## DATASET RECORDS:

— Begin —

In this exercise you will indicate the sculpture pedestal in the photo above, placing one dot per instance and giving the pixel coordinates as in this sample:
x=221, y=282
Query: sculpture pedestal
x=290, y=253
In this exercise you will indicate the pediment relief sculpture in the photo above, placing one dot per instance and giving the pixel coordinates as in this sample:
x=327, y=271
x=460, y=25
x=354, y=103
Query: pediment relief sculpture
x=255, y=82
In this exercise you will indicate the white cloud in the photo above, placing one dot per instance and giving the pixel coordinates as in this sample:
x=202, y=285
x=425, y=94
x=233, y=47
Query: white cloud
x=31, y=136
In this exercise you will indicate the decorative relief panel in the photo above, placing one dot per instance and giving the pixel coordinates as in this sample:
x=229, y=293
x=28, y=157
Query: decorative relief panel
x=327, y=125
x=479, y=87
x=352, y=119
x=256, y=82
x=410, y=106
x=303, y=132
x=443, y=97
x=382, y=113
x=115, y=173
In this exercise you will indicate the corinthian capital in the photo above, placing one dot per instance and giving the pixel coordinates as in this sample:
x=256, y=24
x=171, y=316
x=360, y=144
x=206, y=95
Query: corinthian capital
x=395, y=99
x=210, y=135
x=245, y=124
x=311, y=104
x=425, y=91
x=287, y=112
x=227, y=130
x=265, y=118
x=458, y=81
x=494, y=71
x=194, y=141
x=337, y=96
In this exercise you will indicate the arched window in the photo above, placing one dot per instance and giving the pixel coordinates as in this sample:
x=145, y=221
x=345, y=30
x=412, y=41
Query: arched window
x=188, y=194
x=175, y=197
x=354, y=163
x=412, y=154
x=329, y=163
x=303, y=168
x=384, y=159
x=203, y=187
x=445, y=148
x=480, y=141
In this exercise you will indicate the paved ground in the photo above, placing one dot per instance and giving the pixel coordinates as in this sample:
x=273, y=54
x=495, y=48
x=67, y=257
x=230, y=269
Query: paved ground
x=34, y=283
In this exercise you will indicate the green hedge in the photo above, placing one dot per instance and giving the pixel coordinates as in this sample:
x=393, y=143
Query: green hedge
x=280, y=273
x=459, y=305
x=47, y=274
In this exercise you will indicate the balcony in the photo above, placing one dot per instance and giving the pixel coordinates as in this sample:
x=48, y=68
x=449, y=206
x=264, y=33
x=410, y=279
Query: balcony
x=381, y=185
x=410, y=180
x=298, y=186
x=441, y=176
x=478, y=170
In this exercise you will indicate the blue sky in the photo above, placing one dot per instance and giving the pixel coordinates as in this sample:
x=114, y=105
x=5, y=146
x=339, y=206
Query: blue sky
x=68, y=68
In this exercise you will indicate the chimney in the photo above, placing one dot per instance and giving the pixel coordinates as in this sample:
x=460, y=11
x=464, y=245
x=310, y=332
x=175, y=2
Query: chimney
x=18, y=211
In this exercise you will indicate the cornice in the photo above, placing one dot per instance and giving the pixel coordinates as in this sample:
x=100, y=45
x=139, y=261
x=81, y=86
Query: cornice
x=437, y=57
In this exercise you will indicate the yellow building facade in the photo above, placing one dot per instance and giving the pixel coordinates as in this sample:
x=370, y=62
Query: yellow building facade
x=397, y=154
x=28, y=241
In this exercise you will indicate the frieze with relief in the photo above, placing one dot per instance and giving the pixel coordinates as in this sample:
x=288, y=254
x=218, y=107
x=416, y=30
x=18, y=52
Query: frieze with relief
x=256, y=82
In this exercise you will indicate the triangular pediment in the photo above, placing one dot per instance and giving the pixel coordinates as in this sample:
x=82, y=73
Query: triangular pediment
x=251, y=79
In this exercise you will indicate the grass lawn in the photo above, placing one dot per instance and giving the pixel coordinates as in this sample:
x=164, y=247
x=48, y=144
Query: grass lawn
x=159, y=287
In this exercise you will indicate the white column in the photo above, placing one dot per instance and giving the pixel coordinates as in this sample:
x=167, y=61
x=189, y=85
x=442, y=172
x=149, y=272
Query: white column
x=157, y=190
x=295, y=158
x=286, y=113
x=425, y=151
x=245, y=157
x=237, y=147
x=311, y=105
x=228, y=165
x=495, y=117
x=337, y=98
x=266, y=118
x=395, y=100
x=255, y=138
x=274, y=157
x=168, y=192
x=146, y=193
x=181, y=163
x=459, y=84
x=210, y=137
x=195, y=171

— End —

## TASK DESCRIPTION:
Rescale the part of the entries that opens with the line containing "In this exercise you will indicate the yellow" and closes with the line containing "x=159, y=287", giving only those lines again, requests included. Multiply every answer coordinate by 1.35 and round to the nearest whole number, with halves rounded up, and leave the requests and their sample coordinates unchanged.

## SOLUTION FOR THIS PROBLEM:
In this exercise you will indicate the yellow building facade in the photo above, placing one dot per instance and giving the pixel coordinates as in this sample:
x=370, y=62
Query: yellow building facade
x=536, y=208
x=38, y=325
In this exercise you will indicate the frieze with relief in the photo above, placing one dot per instance and giving the pixel coordinates as in this sample:
x=288, y=254
x=218, y=107
x=416, y=30
x=18, y=52
Query: frieze with relief
x=346, y=111
In this exercise you will indicate the triangular pediment in the photo above, placing one dot per instance and giving the pixel coordinates as in this sample:
x=82, y=73
Query: triangular pediment
x=339, y=107
In this exercise you will indicate the grass lawn in the photo above, placing one dot per instance and giving the pixel coordinates as in this sample:
x=164, y=247
x=48, y=144
Query: grass lawn
x=215, y=387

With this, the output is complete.